> **Exercise task 1**
In the text about the Astronomical Society of Southern Africa, who was chosen President of the Cape Astronomical Association?
> **Exercise task 2**
Extend the text on the Astronomical Society of Southern Africa beyond its final sentence.

> **Extract to read**
Astronomical Society of Southern Africa
- Formation: Cape Astronomical Association - 1912; Johannesburg Astronomical Association - 1918; Astronomical Society of South Africa - 1922; 104 years ago; Astronomical Society of Southern Africa - 1956;
- Website: https://assa.saao.ac.za/

= Astronomical Society of Southern Africa =

Astronomical society based in South Africa

The Astronomical Society of Southern Africa (ASSA), formed in 1922, is a widespread body consisting of both amateur and professional astronomers. There are eight autonomous centres throughout Southern Africa.

==History==
The Cape Astronomical Association was established in 1912, shortly after the 1910 appearance of Halley's Comet. Sydney Samuel Hough, HM Astronomer at the Cape, was chosen President. In 1918, the Johannesburg Astronomical Association was created, with RTA Innes, Union Astronomer, as President. In 1922 it was decided to merge the two Associations to form the Astronomical Society of South Africa after an invitation from the Cape Association. In 1956 the name was amended to become the Astronomical Society of Southern Africa.

==Membership and publications==
Membership is open to all interested persons. The Society publishes the on-line peer-reviewed journal Monthly Notes of the Astronomical Society of Southern Africa (MNASSA). In addition to MNASSA, the annual handbook Sky Guide Africa South (SkyGuide) is distributed to members and is available for the public.

> **Material**
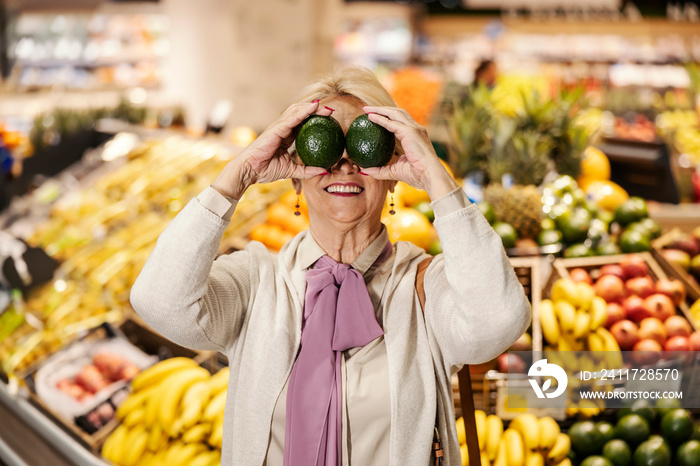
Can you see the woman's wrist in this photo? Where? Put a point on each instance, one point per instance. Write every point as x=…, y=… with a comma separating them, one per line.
x=438, y=182
x=234, y=179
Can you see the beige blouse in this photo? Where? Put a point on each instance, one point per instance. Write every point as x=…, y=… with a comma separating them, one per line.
x=366, y=405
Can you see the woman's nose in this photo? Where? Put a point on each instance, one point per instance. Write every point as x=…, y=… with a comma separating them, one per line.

> **Written response 1**
Sydney Samuel Hough, HM Astronomer at the Cape.

> **Written response 2**
==Some notable former members==
- John Caister Bennett served as president of the society for some time from 1969. Bennet discovered comet C/1969 (Comet Bennett) and main-belt asteroid 4093 Bennett is also named after him.
- Alexander F. I. Forbes discovered comet 37P/Forbes.
- Robert T. A. Innes, discoverer of the nearest star, Proxima Cen
- John Francis Skjellerup was one of the founding members of the society. A number of comets carry his name, including 26P/Grigg-Skjellerup and Comet Skjellerup-Maristany. A comet discovery by Skjellerup was one of the main reasons for the formation of the Cape Astronomical Association in 1912.
- Jan Christian Smuts, South African statesman, World War II leader and author of the preamble to the United Nations charter was an ordinary fee-paying member.

==Gill Medal==

The Gill Medal is awarded by the Council of the Society for services to astronomy with special consideration to services in southern Africa. It was established in 1955 April and was first awarded in 1956 to Harold Knox Shaw.
The Medal commemorates Sir David Gill, HM Astronomer at the Cape (1879–1907), renowned for his numerous researches, especially in positional astronomy and geodesy, and for his part in consolidating astronomical science in Southern Africa.

The medal has been awarded to:
- H. Knox-Shaw (1956)
- W.P. Hirst (1957)
- J. Jackson (1958)
- W.H. van den Bos (1960)
- A.W.J. Cousins (1963)
- R.H. Stoy (1965)
- W.S. Finsen (1967)
- J.C. Bennett (1970) (see Comet Bennett)
- A.D. Thackeray (1976)
- C. Papadopoulos(1981)
- M.W. Feast(1983)
- M.D. Overbeek (1984)
- D.S. Evans (1988)
- B. Warner (1992)
- G. Nicolson (1997)
- I.S. Glass (1999)
- L.A.G. Monard (2004)
- L. Cross (2010)
- D. O'Donoghue (2011)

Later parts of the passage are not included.